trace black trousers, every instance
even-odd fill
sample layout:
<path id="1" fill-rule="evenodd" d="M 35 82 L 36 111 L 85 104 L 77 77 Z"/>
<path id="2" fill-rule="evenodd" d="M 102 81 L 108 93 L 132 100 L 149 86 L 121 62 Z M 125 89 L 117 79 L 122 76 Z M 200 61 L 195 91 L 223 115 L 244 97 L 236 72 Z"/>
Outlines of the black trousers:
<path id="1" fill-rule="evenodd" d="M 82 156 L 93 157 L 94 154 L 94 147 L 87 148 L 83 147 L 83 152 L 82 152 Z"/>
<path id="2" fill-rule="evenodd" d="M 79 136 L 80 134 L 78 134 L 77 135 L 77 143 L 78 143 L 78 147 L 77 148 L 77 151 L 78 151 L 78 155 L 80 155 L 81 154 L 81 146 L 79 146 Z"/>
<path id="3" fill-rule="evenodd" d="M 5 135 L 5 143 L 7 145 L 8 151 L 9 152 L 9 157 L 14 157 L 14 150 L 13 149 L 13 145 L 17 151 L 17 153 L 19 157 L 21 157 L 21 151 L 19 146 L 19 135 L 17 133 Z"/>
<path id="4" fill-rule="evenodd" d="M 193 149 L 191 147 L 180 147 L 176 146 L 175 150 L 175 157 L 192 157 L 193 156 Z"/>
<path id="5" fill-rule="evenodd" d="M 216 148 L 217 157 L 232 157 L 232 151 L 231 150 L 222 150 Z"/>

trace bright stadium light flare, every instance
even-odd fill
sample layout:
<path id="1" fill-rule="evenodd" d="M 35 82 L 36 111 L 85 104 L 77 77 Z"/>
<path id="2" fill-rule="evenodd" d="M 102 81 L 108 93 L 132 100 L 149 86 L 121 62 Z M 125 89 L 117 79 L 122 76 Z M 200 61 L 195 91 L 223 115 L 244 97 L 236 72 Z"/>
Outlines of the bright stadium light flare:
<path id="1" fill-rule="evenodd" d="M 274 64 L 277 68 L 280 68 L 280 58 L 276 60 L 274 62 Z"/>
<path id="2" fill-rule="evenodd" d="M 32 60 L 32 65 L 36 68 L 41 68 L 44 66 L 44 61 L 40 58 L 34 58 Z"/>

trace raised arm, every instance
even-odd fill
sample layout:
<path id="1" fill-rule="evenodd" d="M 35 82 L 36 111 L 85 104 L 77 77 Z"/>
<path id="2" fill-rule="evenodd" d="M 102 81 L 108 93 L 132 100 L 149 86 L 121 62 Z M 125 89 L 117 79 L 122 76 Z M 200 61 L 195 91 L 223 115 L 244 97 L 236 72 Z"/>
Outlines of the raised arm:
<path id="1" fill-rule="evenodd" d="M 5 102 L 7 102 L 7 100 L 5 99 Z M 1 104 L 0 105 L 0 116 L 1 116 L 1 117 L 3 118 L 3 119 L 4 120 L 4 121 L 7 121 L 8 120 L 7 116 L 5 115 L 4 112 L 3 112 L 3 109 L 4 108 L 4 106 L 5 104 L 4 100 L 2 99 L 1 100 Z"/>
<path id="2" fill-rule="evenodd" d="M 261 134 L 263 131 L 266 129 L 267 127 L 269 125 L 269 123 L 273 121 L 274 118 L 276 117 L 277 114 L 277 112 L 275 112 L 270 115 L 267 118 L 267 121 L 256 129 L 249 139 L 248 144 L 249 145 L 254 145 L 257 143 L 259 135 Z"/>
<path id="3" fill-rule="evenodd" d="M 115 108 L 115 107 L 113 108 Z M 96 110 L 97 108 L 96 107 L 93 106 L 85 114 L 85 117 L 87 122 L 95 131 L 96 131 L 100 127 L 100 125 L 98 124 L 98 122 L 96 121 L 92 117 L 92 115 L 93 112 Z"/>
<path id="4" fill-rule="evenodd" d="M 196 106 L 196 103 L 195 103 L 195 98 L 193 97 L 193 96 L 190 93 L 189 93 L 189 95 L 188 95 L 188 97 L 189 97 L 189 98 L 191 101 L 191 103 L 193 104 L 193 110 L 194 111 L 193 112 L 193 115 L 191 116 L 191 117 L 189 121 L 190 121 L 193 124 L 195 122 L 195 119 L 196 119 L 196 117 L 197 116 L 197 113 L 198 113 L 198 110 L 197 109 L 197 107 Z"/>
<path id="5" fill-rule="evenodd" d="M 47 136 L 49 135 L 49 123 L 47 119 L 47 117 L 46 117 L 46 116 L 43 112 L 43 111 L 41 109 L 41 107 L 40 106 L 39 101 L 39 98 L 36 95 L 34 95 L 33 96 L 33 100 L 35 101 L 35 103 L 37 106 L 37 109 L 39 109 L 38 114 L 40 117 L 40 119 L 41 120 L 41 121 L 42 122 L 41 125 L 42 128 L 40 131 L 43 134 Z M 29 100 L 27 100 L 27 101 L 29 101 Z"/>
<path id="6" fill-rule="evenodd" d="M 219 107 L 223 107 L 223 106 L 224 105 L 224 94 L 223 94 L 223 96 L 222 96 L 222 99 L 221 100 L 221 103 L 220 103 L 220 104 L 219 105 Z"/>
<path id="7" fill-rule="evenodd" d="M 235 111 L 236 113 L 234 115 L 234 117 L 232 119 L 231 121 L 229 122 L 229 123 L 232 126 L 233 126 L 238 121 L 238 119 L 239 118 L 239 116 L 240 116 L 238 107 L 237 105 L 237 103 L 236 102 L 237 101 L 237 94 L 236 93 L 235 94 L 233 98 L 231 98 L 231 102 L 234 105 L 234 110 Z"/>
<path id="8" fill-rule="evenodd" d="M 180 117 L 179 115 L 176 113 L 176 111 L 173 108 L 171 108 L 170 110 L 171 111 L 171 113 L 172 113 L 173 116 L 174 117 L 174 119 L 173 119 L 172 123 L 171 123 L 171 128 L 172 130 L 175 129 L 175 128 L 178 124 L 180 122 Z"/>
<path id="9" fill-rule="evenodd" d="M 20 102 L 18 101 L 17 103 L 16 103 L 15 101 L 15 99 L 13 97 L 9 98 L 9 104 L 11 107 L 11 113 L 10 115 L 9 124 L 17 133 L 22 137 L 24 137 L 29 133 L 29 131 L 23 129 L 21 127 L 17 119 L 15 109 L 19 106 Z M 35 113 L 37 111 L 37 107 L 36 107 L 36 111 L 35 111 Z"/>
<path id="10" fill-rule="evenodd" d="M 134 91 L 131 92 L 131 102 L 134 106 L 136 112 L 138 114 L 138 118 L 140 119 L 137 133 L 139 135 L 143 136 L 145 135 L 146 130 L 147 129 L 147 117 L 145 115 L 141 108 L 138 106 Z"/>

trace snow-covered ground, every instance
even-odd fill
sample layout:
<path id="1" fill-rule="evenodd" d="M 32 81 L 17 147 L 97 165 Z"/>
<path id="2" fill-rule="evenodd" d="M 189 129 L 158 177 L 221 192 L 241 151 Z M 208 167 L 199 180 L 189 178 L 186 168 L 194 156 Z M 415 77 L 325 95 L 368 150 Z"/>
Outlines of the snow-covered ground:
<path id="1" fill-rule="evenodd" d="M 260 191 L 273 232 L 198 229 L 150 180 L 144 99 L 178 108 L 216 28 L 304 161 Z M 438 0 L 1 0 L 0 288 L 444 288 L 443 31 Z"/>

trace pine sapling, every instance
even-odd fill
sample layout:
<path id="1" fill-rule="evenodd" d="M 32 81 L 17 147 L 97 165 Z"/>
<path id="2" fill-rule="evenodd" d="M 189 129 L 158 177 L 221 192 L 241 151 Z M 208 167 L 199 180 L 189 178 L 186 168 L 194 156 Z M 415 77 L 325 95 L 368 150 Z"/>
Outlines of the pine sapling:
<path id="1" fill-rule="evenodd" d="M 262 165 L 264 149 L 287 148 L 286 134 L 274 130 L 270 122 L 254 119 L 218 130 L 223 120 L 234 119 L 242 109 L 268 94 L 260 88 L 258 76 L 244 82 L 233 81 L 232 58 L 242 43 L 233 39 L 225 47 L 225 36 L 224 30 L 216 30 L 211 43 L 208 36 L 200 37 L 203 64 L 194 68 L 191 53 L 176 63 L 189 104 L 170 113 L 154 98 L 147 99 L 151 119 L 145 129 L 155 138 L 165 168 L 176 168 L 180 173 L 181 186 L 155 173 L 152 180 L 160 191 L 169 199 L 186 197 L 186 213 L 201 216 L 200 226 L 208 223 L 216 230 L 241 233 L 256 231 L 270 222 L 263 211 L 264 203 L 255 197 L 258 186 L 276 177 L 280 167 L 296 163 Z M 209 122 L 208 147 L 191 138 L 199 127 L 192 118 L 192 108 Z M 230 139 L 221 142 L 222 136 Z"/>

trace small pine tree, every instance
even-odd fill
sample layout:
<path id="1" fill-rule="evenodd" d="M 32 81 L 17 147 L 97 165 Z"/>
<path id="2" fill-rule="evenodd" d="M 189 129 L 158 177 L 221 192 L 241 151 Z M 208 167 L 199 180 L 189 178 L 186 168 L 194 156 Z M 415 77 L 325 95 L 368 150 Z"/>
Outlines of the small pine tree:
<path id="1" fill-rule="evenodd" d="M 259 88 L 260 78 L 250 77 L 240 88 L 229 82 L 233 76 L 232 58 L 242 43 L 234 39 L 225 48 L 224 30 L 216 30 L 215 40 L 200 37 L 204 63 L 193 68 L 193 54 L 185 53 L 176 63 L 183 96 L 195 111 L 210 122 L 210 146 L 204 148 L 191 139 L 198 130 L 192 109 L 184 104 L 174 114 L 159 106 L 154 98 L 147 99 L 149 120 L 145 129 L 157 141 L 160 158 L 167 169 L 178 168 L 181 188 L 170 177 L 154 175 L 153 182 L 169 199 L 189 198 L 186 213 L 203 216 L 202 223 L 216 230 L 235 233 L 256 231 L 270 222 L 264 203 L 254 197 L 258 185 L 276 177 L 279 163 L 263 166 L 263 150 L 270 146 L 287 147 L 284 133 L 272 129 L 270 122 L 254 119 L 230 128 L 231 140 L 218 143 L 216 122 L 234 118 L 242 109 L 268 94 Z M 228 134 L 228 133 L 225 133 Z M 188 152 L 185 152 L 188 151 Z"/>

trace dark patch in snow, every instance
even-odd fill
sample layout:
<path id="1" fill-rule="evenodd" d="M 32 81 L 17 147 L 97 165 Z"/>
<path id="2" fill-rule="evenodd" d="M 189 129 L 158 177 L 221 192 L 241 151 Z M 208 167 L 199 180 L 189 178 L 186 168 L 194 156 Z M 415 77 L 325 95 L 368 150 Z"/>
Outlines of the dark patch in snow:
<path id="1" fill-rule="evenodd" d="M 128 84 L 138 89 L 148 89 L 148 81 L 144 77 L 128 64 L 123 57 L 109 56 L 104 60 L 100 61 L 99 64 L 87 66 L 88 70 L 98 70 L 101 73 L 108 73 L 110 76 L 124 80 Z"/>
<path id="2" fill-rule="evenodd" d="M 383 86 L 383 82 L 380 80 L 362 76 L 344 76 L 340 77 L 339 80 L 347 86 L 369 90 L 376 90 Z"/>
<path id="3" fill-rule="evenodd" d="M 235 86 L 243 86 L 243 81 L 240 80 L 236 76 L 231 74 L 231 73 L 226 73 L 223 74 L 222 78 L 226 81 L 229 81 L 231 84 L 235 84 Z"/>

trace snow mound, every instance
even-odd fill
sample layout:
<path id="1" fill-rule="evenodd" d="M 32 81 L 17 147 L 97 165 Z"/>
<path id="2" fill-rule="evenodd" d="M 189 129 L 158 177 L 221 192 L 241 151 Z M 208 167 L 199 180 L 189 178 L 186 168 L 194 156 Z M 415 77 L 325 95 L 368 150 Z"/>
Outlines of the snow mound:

---+---

Render the stretch of the data from the line containing "trace raised arm, every instance" through the line containing "115 108 L 115" as a Markdown table with two columns, Row and Line, numbering each row and omitting blank lines.

| Row | Line |
|---|---|
| 1 | trace raised arm, every instance |
| 2 | even-odd fill |
| 3 | sample layout: |
| 4 | <path id="1" fill-rule="evenodd" d="M 35 82 L 36 111 L 85 104 L 77 77 Z"/> |
| 5 | <path id="2" fill-rule="evenodd" d="M 102 81 L 108 93 L 132 100 L 149 86 L 121 62 Z M 125 89 L 117 79 L 122 76 Z M 200 61 L 195 91 L 223 115 L 244 97 L 236 72 Z"/> |
| 6 | Outlines of the raised arm: |
| 7 | <path id="1" fill-rule="evenodd" d="M 5 102 L 7 102 L 7 100 L 5 99 Z M 1 104 L 0 105 L 0 116 L 1 116 L 1 117 L 3 118 L 3 119 L 4 120 L 4 121 L 7 121 L 8 120 L 7 116 L 5 115 L 4 112 L 3 112 L 3 109 L 4 108 L 4 106 L 5 104 L 4 100 L 2 99 L 1 100 Z"/> |
| 8 | <path id="2" fill-rule="evenodd" d="M 261 134 L 263 131 L 266 129 L 267 127 L 269 125 L 269 123 L 273 121 L 274 118 L 276 117 L 277 114 L 277 112 L 275 112 L 270 115 L 267 118 L 267 121 L 256 129 L 249 139 L 248 144 L 249 145 L 254 145 L 257 143 L 259 135 Z"/> |
| 9 | <path id="3" fill-rule="evenodd" d="M 115 108 L 115 107 L 113 108 Z M 96 110 L 97 108 L 96 107 L 93 106 L 85 114 L 85 117 L 87 122 L 95 131 L 96 131 L 100 127 L 100 125 L 98 124 L 98 122 L 96 121 L 92 117 L 92 115 L 93 112 Z"/> |